# TASK REQUIREMENTS
Omit every image, and transcribe the remaining entries exactly as given.

[Start of Attachment]

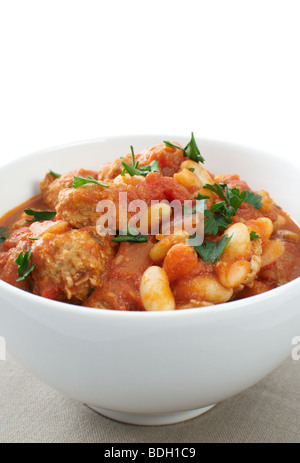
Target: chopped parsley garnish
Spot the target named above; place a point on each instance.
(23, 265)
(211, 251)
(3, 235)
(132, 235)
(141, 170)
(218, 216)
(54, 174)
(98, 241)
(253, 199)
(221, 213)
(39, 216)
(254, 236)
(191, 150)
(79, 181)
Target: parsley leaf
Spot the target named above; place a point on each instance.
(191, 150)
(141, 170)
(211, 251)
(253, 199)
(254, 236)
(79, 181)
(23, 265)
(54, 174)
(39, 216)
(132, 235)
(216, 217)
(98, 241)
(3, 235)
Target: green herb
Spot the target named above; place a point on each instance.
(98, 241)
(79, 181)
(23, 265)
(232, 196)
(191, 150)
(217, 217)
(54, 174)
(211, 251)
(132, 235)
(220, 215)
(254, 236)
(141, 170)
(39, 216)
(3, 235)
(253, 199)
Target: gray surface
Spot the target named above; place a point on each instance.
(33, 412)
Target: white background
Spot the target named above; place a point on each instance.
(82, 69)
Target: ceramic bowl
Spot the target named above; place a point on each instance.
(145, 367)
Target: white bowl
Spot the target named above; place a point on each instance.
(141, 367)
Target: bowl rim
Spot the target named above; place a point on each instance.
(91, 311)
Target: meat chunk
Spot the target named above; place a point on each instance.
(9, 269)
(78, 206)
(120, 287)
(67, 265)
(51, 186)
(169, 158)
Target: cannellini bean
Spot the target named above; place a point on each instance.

[End of Attachment]

# SOLUTION
Target: chopped parsley garnish
Spot the target named above; place a point on each instance.
(23, 265)
(211, 251)
(3, 235)
(132, 235)
(141, 170)
(218, 216)
(54, 174)
(98, 241)
(253, 199)
(221, 213)
(39, 216)
(254, 236)
(191, 150)
(79, 181)
Target: parsley leaf
Spot the target named above; place a point on each instance.
(191, 150)
(141, 170)
(211, 251)
(253, 199)
(254, 236)
(79, 181)
(23, 265)
(54, 174)
(39, 216)
(132, 235)
(216, 217)
(98, 241)
(3, 235)
Target: green herb
Spot the target named above; place a point on each instance.
(98, 241)
(79, 181)
(23, 265)
(232, 196)
(191, 150)
(217, 217)
(54, 174)
(211, 251)
(132, 235)
(220, 215)
(254, 236)
(141, 170)
(39, 216)
(3, 235)
(253, 199)
Target: gray surface
Spot the target named above; place a point on each instance.
(33, 412)
Target: white background
Spot the target named above; place a point on each instance.
(82, 69)
Target: ceramic bowl
Spot the target named above; place a point on each instance.
(145, 367)
Target: white bowl
Spot the target named above; place a point on each instance.
(141, 367)
Target: bowl rim
Spot the target named above; place a point on each instance.
(91, 311)
Target: meat chunk
Spot the target named above; place a point on each instance.
(9, 269)
(78, 206)
(120, 287)
(67, 265)
(51, 186)
(169, 158)
Target: cannellini bean
Spot the target named above; place a point on each instance.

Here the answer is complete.